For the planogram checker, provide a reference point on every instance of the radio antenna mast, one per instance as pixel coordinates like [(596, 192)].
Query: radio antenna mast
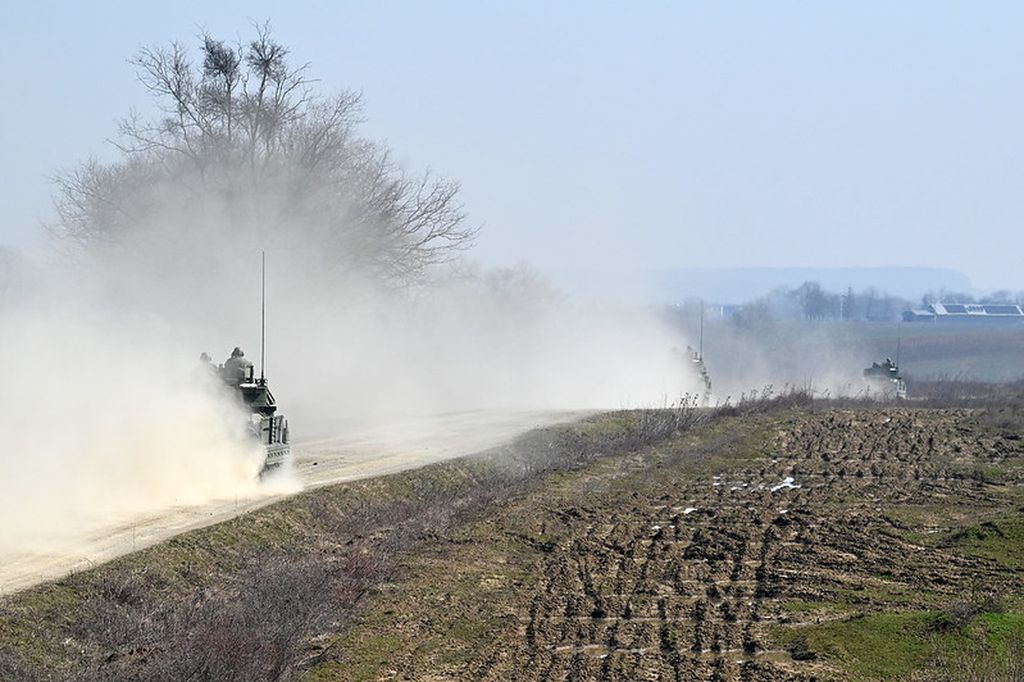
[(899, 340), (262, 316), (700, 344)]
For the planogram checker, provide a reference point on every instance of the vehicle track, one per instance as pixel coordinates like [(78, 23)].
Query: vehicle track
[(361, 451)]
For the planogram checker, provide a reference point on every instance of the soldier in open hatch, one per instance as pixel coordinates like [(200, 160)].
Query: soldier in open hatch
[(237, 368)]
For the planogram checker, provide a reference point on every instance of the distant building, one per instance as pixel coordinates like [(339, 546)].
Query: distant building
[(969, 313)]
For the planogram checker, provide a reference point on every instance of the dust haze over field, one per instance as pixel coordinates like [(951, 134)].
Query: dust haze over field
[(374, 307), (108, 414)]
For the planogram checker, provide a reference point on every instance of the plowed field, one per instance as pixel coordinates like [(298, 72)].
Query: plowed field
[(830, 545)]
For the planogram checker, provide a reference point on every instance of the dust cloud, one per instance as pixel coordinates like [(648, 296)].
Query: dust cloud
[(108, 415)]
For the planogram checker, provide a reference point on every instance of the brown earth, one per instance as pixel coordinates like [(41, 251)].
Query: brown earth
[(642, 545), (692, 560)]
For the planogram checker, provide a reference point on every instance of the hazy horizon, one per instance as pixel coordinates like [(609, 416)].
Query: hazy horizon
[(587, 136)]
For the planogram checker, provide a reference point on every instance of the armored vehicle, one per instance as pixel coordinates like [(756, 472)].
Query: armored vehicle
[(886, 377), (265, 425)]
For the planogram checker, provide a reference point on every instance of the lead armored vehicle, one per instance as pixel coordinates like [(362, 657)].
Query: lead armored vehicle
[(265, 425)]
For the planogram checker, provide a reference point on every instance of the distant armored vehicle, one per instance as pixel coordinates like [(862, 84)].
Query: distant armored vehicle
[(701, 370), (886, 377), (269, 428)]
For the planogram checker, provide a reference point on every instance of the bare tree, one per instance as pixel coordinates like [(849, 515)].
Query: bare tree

-----

Short task =
Copy out the lines from the line containing "like [(756, 472)]." to the end of the listing above, without alteration.

Solution =
For the planogram checker, provide a reference point on every instance of the armored vehicle, one per instance as pixel coordinates like [(756, 472)].
Query: armored vehicle
[(886, 377), (265, 425)]
For the planogram checker, provide a reference point on every instance of the lead armored vehicle, one per instance as pixel coordinates like [(362, 657)].
Query: lead armored vehicle
[(265, 425)]
For the planogram checker, provide a reference point on every instance of the distant armored vehicle, one per instance as pixel coordinates like [(862, 84)].
Query: distant armored vehicle
[(701, 370), (886, 377), (269, 428)]
For the planogram checker, provide a reference point on every instance of the bare tree, one per instance as pixel coordinates like [(849, 515)].
Query: bare tree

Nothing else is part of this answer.